- [Die Aufgabe]:
Überarbeite bitte im Artikel über das schottische Unabhängigkeitsreferendum die Passage von "Votum über Unabhängigkeit" bis einschließlich "sich diese Einmischung." und gib sie wieder, wobei "Experten" durch "Beobachter" ersetzt wird.

- [Textabschnitt]:
Votum über Unabhängigkeit vorziehen Cameron drängt die Schotten
09.01.2012, 17:30 Uhr
Bei einer Unabhängigkeit Schottlands müsste auch der Union Jack - die Nationalflagge Großbritanniens - verändert werden.
(Foto: AP)
Eigentlich wollen die schottischen Nationalisten erst 2014 über eine Unabhängigkeit abstimmen lassen. Premier Cameron spricht sich allerdings für ein vorgezogenes Referendum aus. Er wolle den Nationalisten den Wind aus den Segeln nehmen, meinen Experten. Die schottische Regierungspartei verbittet sich diese Einmischung.
Der britische Premierminister David Cameron hat die schottischen Nationalisten dazu gedrängt, das von ihnen geplante Referendum über die Unabhängigkeit Schottlands vorzuziehen und das Ergebnis für bindend zu erklären. In einem Fernsehinterview, dem zweiten innerhalb von zwei Tagen, sagte Cameron, er werde seine Haltung "nicht diktieren", es sei aber notwendig, gemeinsam mit der schottischen Regierung eine "klare Antwort" zu finden.
Die derzeitige Unsicherheit sei "sehr schädlich" für die Geschäftswelt und die Bewohner Schottlands, das seit 1999 über eine eigene Regierung verfügt, fügte Cameron im Fernsehsender Sky News hinzu. Ähnlich hatte sich Cameron am Sonntag in der BBC geäußert. Dabei hatte er auch gesagt, ein Auseinanderdriften des Vereinigten Königreichs wäre "sehr traurig". Großbritannien sei "eine der erfolgreichsten Partnerschaften der Weltgeschichte".

- [Bereitgestellte Datensätze]:
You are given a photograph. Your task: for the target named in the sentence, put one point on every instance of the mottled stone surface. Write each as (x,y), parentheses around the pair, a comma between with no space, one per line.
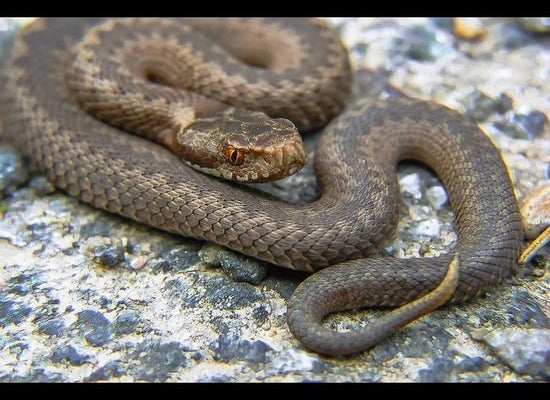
(88,296)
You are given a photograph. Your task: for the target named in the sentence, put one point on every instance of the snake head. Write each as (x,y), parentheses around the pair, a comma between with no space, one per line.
(241,145)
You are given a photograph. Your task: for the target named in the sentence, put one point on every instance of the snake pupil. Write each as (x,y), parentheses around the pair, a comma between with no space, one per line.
(234,156)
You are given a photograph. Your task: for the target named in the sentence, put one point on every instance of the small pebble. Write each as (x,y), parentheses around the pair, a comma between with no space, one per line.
(410,185)
(110,257)
(12,170)
(538,25)
(421,43)
(535,210)
(524,126)
(469,28)
(527,351)
(511,37)
(437,196)
(237,266)
(480,107)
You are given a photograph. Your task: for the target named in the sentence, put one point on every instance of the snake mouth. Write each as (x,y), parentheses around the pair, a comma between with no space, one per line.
(294,157)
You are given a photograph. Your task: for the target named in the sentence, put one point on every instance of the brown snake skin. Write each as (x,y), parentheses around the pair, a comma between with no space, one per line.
(355,166)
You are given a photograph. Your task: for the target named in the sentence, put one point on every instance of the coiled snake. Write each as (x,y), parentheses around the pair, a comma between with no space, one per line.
(293,68)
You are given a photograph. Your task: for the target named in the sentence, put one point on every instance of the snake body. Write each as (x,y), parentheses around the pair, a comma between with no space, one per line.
(355,166)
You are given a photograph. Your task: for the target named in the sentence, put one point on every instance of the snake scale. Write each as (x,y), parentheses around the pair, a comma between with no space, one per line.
(266,63)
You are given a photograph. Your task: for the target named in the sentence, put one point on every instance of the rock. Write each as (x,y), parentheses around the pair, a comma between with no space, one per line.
(410,186)
(480,107)
(229,347)
(510,37)
(12,170)
(12,312)
(68,354)
(535,210)
(524,126)
(110,257)
(535,24)
(440,371)
(178,258)
(95,328)
(230,296)
(527,351)
(126,322)
(237,266)
(469,28)
(111,369)
(154,360)
(421,43)
(437,196)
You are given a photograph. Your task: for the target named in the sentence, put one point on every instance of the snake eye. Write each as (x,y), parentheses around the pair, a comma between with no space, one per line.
(233,156)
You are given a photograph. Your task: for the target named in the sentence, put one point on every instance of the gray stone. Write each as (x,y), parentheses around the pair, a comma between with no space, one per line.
(110,370)
(421,43)
(216,329)
(154,361)
(237,266)
(230,348)
(480,107)
(126,322)
(12,170)
(535,24)
(95,328)
(12,312)
(524,126)
(527,351)
(68,354)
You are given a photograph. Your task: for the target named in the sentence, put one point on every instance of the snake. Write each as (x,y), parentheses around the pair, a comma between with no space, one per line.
(167,78)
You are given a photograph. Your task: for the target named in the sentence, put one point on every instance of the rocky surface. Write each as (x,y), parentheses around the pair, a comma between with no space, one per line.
(88,296)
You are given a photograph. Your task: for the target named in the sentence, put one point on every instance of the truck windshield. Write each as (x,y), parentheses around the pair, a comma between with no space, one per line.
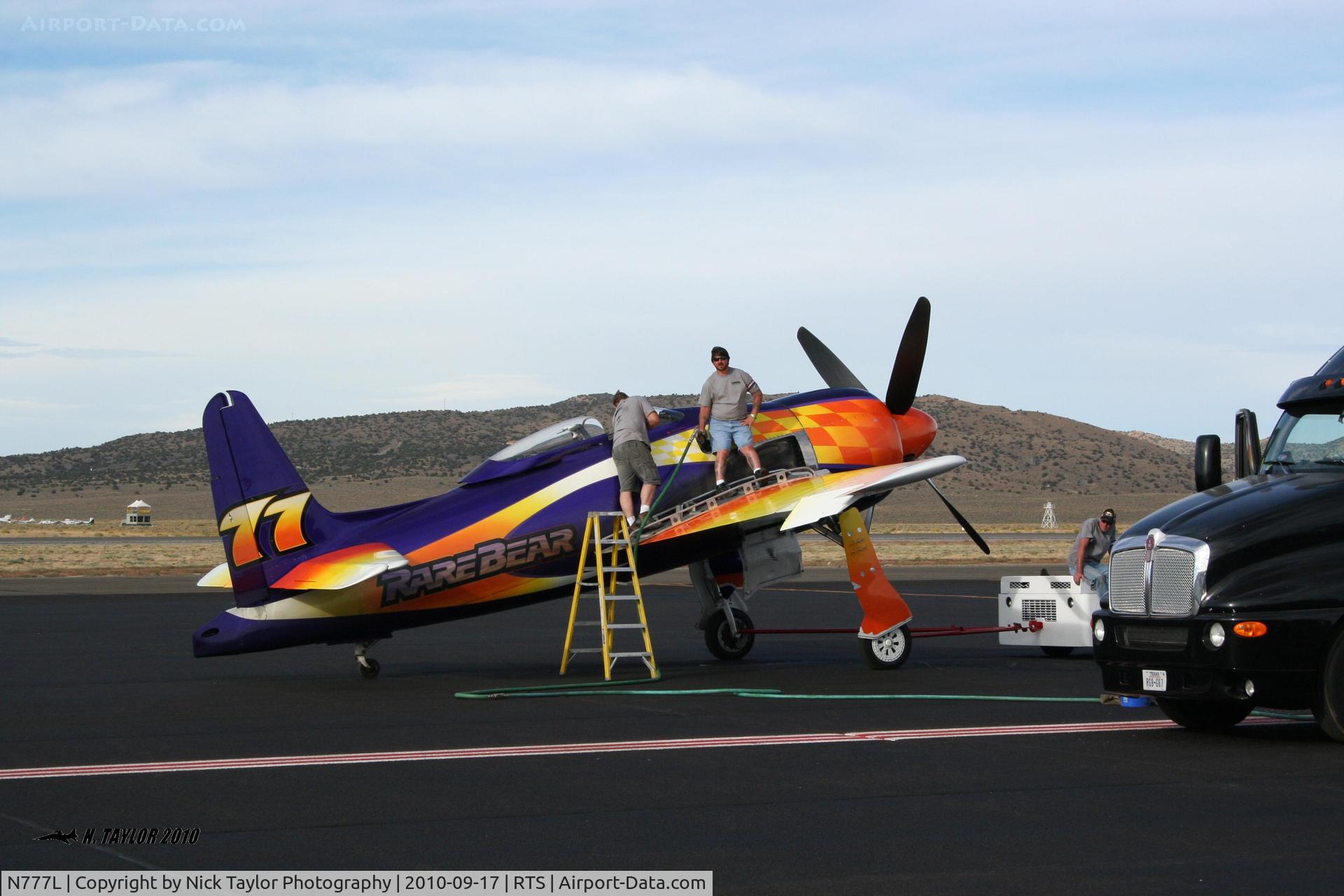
(1310,441)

- [Ergebnis der Übung]:
Votum über Unabhängigkeit vorziehen Cameron drängt die Schotten
09.01.2012, 17:30 Uhr
Bei einer Unabhängigkeit Schottlands müsste auch der Union Jack - die Nationalflagge Großbritanniens - verändert werden.
(Foto: AP)
Eigentlich wollen die schottischen Nationalisten erst 2014 über eine Unabhängigkeit abstimmen lassen. Premier Cameron spricht sich allerdings für ein vorgezogenes Referendum aus. Er wolle den Nationalisten den Wind aus den Segeln nehmen, meinen Beobachter. Die schottische Regierungspartei verbittet sich diese Einmischung.